### Texto para ler
———

Parênteses aqui: antes do jogo, passei rapidamente pela FluTV para conferir um pouco do Boteco Tricolor, do qual tive a honra e o orgulho de participar (obrigado pelo convite mais uma vez, Daniel!) no pré-jogo do Fla-Flu deste Brasileiro 2020. Passei lá porque o convidado era o Paulinho Carioca, por quem nutro sincero carinho pelo golaço de falta marcado por ele e que nos deu o tricampeonato carioca em 1985, em cima do Bangu.
Alexandre, o apresentador do programa e a quem tenho profunda admiração pelo trabalho que desempenha, pergunta para os convidados sobre ídolos. Uma pergunta corriqueira do programa e deliciosa de responder, diga-se. Um dos convidados fala sobre o Paulo Victor, que é simplesmente um dos maiores goleiros da história do Fluminense, que já conta com monstros como Castilho, Félix, Veludo e Marcos Carneiro de Mendonça.
Resposta dada, Alexandre retoma a palavra e diz algo como: “Mas a gente tá bem servido de goleiro também, né? O Muriel é um baita goleiro também, né?”. Claro que não faz sentido algum o programa oficial do Fluminense falar mal do seu próprio elenco. Não está ali para isso. No entanto, assim que eu ouvi tais palavras, fiz pouco-caso delas, balancei a cabeça negativamente e corri com o mouse à procura do “X” para fechar a janela o quanto antes. Alexandre, meu apresentador oficial, cujo trabalho verdadeiramente admiro e que é craque no que faz, vai com calma! Não precisa forçar a amizade, né? Muriel não é baita goleiro nem se colocado debaixo de um gol durante uma partida de futebol de botão. Está arriscado o dadinho bater na mão dele, voltar na “cabeça” de um botão dentro da área e entrar no próprio gol.

———

Cite todos os goleiros que o texto sobre o Fluminense chama de monstros da história do clube, além de Paulo Victor.

———

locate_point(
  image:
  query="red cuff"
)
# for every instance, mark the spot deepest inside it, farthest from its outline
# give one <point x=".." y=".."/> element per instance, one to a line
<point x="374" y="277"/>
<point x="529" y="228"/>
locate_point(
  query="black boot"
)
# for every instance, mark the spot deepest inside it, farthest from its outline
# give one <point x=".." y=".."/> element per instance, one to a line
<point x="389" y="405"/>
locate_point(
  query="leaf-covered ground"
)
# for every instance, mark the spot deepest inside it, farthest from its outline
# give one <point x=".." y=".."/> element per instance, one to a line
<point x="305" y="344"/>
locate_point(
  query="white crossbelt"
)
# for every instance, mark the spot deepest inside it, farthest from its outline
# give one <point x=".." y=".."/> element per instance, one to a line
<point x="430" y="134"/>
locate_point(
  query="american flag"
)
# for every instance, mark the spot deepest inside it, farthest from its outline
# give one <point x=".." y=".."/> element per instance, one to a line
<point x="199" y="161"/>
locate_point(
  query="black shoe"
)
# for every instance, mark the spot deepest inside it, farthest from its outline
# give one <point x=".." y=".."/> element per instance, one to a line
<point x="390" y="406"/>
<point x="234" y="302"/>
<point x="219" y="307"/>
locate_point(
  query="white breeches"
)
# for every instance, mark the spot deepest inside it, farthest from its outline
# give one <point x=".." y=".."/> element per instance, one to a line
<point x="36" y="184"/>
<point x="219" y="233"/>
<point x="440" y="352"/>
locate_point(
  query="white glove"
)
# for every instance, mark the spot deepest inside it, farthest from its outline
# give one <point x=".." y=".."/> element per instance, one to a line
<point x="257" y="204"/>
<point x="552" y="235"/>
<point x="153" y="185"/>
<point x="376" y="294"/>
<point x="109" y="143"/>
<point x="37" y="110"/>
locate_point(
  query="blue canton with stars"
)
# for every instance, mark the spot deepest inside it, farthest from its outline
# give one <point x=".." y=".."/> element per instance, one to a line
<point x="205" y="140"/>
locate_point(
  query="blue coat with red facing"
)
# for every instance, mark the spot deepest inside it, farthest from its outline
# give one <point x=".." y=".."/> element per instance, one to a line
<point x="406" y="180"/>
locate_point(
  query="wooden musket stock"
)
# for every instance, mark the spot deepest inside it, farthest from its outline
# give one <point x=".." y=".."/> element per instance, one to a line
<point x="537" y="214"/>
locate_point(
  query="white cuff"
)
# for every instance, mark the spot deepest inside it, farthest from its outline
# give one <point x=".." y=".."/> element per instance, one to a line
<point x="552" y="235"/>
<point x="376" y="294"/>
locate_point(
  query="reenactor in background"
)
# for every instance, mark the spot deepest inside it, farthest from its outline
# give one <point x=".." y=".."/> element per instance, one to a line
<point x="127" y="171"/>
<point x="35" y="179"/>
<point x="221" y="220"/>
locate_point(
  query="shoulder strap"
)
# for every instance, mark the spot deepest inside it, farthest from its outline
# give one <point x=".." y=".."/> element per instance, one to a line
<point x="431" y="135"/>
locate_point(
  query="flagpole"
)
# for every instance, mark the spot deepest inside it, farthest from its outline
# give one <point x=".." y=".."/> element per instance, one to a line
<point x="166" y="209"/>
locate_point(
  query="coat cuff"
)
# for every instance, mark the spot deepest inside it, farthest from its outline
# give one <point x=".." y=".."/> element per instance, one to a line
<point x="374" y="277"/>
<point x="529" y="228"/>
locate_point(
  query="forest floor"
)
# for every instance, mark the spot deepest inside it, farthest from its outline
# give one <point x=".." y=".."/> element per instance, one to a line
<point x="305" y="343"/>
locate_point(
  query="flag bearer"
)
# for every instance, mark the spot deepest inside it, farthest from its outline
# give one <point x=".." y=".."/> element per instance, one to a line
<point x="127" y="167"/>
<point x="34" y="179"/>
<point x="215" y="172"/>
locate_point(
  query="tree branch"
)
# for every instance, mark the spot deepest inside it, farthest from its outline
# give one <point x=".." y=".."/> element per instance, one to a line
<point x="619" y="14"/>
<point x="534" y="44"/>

———

### Solução escrita
Castilho, Félix, Veludo e Marcos Carneiro de Mendonça.